• A run of records:

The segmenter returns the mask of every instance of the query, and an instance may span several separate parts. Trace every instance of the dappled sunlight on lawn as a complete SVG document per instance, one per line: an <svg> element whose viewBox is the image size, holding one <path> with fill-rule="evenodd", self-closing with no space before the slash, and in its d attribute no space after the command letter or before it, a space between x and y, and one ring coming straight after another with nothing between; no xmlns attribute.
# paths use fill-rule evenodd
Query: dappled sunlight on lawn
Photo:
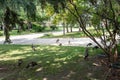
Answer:
<svg viewBox="0 0 120 80"><path fill-rule="evenodd" d="M13 71L5 80L97 80L91 71L92 62L83 59L84 48L35 45L36 51L33 51L30 45L1 46L0 62L4 67L10 66L9 70ZM20 67L17 66L18 59L23 59L24 62ZM38 65L26 69L26 65L31 61Z"/></svg>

• Task objective: Output, exactly, all the records above; include no pictures.

• Exercise answer:
The segmenter returns the mask of every instance of the query, and an instance may span several separate parts. Trace every instance of the dappled sunlight on lawn as a complete SVG document per instance, one per line: an <svg> element whose viewBox is the image size, holding one <path> with fill-rule="evenodd", self-closing with no space before the slash, and in its d attribute no space after the command letter or before it, a space between x and y, and one ring coming straight after another with nothing between; no xmlns attribute.
# paths use fill-rule evenodd
Query: dappled sunlight on lawn
Photo:
Answer:
<svg viewBox="0 0 120 80"><path fill-rule="evenodd" d="M13 71L5 80L97 80L91 71L92 62L83 59L84 48L35 45L36 51L33 51L30 45L1 46L0 62L4 67L10 66L9 70ZM20 67L17 66L18 59L23 59L24 62ZM38 65L26 69L26 65L31 61Z"/></svg>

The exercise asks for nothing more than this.